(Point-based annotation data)
◇ ◇ ◇
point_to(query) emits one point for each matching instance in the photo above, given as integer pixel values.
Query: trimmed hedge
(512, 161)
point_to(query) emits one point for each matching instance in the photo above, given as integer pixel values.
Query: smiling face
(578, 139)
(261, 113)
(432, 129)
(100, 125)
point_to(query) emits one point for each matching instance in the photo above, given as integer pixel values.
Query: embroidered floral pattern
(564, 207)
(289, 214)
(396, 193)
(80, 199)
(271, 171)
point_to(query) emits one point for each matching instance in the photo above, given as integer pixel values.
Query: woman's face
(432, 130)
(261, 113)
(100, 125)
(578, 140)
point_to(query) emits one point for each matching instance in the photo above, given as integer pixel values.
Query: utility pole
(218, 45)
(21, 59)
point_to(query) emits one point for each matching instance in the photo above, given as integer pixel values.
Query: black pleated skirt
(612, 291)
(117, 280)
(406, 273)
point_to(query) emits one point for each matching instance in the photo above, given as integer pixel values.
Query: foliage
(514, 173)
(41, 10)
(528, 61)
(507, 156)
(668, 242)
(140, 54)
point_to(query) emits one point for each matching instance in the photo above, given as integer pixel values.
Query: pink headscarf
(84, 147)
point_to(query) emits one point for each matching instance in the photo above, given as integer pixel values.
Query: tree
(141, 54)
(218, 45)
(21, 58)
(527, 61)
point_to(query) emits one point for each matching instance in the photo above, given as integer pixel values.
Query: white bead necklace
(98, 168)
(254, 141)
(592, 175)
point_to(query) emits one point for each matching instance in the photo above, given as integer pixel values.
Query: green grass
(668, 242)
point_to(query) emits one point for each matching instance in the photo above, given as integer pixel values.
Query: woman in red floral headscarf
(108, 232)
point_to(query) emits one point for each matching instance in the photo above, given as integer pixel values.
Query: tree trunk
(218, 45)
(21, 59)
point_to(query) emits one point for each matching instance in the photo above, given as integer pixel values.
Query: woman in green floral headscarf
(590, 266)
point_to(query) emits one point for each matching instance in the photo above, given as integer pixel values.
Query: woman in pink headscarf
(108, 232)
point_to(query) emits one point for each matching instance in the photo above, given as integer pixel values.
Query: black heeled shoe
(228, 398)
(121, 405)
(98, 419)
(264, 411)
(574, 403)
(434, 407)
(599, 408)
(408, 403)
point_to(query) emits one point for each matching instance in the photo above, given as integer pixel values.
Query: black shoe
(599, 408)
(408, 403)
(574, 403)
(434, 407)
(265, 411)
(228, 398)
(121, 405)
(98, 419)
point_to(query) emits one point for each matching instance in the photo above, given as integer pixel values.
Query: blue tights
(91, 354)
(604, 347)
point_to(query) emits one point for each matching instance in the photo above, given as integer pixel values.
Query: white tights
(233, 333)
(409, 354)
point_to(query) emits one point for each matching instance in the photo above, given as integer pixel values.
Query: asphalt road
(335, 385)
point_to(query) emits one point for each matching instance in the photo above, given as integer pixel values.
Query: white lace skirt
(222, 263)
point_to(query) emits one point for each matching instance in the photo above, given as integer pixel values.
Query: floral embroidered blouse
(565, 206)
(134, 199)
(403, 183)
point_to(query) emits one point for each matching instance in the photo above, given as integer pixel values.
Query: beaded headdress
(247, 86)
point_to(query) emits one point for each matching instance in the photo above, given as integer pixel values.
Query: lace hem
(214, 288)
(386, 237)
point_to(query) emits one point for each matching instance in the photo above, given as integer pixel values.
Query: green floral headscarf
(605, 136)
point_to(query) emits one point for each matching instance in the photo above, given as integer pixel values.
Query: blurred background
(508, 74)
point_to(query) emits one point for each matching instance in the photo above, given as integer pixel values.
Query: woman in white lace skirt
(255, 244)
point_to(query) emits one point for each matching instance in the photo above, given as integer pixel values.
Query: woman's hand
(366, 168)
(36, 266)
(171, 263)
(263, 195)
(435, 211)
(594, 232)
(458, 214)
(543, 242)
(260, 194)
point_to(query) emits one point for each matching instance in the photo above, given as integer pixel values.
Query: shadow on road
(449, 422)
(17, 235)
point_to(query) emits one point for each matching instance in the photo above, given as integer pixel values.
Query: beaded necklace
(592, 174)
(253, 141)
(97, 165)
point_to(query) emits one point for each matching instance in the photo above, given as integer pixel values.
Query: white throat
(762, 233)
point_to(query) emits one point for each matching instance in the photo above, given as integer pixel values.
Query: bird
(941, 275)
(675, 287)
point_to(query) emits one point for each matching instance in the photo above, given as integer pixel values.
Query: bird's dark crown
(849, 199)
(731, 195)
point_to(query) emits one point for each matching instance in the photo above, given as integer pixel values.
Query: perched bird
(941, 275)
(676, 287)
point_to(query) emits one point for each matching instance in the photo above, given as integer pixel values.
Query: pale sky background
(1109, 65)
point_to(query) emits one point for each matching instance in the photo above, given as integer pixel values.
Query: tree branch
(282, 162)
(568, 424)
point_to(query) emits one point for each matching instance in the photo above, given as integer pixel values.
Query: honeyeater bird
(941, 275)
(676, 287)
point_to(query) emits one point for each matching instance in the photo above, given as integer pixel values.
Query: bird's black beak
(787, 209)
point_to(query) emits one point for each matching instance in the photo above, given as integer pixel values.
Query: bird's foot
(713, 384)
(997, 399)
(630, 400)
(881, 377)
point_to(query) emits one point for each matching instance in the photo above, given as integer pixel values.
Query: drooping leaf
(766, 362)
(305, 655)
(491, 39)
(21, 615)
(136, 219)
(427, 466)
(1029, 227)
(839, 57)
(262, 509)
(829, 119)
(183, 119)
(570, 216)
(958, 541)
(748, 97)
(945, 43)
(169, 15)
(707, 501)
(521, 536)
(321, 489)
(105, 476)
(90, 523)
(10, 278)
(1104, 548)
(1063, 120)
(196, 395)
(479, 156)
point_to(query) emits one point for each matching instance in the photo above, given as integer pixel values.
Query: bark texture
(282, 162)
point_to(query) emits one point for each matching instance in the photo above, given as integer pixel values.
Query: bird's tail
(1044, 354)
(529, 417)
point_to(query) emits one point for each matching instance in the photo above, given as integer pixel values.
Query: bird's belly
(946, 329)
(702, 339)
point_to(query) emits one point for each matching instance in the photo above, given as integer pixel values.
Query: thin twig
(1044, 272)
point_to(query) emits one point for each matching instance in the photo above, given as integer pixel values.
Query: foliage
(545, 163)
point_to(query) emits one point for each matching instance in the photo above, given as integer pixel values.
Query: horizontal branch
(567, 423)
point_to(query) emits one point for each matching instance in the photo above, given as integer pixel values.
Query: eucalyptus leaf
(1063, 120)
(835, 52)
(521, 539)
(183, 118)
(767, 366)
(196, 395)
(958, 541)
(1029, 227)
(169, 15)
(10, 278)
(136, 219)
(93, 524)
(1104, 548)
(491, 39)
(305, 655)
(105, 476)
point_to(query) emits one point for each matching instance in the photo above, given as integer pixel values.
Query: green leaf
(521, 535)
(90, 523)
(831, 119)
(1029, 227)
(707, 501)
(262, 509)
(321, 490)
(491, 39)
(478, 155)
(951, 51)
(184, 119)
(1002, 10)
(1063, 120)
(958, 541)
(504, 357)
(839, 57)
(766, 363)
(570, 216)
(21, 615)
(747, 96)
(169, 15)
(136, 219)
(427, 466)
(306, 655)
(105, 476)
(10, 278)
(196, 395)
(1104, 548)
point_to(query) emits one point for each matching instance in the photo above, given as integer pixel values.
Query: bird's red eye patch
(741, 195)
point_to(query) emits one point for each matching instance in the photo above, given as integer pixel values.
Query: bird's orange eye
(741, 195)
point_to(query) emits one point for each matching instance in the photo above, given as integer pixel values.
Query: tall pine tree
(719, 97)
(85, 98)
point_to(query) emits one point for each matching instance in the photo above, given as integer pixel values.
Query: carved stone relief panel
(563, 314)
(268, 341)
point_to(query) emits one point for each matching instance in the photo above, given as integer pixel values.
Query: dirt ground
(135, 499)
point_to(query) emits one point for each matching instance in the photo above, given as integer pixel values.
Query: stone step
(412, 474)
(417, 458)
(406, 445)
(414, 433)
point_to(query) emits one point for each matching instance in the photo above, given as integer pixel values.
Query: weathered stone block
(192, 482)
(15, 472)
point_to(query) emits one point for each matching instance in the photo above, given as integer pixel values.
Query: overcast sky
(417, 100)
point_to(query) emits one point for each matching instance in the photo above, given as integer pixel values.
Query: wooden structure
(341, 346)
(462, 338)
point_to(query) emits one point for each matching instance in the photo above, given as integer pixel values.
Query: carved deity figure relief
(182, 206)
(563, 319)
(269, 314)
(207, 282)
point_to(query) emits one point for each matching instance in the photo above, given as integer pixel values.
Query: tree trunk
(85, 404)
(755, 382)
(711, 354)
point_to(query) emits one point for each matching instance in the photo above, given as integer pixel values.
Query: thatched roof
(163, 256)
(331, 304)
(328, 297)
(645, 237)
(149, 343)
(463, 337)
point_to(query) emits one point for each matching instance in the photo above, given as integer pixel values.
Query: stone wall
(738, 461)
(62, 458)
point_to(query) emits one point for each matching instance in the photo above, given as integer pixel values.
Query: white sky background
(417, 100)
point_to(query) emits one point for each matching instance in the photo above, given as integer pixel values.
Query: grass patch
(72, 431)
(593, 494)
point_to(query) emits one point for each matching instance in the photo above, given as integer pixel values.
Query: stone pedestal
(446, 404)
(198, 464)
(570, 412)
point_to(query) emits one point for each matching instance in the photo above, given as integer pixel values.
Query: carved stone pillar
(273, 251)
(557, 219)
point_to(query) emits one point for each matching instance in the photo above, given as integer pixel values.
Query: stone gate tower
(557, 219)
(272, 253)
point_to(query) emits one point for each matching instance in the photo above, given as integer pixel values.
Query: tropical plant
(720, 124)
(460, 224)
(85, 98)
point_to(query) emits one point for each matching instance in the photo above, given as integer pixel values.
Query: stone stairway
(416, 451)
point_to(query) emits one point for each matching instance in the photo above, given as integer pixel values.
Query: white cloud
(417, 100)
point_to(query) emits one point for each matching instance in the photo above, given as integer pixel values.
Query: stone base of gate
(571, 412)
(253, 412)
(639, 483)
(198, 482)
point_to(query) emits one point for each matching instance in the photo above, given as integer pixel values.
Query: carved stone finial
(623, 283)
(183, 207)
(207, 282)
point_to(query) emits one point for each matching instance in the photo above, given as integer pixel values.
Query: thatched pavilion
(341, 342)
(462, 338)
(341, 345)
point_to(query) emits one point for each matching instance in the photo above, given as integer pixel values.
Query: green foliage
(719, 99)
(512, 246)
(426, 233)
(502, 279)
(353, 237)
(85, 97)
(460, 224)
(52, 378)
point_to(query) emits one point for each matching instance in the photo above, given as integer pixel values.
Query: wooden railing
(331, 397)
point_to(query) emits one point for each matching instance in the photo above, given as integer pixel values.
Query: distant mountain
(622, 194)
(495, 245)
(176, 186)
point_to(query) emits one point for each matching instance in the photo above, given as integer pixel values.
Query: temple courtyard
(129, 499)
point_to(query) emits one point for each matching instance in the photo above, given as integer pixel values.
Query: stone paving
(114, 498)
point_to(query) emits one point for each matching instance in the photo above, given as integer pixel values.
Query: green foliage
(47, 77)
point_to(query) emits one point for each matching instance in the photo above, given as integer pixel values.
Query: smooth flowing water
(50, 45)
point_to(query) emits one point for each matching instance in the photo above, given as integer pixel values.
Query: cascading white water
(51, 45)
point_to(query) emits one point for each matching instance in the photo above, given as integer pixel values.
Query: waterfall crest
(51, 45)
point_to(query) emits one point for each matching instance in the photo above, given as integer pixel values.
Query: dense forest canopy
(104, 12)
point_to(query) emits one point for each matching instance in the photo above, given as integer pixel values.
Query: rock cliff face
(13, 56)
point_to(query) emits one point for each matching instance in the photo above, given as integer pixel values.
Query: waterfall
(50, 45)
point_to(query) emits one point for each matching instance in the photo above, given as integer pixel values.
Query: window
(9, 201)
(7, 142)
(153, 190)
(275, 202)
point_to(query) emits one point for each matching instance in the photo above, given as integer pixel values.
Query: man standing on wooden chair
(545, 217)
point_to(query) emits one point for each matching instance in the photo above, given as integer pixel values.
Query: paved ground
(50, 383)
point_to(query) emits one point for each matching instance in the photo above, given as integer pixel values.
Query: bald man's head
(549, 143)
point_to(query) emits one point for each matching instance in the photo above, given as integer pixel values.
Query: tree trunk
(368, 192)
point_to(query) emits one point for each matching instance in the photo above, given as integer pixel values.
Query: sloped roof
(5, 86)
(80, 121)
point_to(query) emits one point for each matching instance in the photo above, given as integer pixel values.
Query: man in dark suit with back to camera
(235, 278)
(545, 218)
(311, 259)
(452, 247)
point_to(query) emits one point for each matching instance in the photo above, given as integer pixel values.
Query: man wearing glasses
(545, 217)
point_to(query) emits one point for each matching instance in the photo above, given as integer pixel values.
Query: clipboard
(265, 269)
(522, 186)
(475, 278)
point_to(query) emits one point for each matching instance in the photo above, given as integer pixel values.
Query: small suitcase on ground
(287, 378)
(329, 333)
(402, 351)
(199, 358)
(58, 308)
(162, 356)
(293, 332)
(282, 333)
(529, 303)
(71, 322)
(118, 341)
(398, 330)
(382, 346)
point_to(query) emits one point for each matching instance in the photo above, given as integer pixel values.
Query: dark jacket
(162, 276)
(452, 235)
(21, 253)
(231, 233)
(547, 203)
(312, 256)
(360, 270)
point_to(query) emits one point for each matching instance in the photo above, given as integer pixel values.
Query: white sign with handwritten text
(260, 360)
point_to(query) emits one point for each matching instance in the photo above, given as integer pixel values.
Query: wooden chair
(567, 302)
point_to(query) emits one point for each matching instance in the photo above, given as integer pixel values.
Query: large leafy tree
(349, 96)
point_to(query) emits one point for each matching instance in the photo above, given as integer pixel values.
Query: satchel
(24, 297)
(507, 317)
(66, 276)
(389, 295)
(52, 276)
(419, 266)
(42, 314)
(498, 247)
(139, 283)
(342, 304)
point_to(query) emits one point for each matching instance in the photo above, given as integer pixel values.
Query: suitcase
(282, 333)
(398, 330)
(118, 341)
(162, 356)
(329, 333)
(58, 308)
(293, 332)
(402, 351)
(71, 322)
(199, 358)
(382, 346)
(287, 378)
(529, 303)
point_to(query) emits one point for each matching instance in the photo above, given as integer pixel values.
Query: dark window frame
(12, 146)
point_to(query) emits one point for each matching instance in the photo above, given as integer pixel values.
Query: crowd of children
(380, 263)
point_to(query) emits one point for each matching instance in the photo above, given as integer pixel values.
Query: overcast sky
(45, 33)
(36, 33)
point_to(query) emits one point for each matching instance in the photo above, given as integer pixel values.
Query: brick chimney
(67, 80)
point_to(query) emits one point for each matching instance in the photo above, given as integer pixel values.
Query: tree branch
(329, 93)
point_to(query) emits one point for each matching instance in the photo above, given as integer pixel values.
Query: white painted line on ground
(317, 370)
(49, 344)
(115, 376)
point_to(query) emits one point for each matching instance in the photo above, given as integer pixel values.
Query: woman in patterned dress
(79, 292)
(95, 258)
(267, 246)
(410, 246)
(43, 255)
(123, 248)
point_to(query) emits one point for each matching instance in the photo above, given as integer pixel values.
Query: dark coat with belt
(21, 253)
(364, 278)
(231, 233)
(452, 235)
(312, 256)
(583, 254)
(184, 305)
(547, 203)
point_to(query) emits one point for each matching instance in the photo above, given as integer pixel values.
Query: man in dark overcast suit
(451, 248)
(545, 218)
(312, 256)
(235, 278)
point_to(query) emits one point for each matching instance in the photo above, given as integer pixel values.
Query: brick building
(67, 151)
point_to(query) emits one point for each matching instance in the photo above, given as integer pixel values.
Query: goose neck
◇ ◇ ◇
## WRITTEN INSTRUCTION
Pull out every line of the data that contains the word "face", matching case exactly.

## SOLUTION TO THE EXERCISE
Query: smiling face
Query: woman's face
Query: rock cliff face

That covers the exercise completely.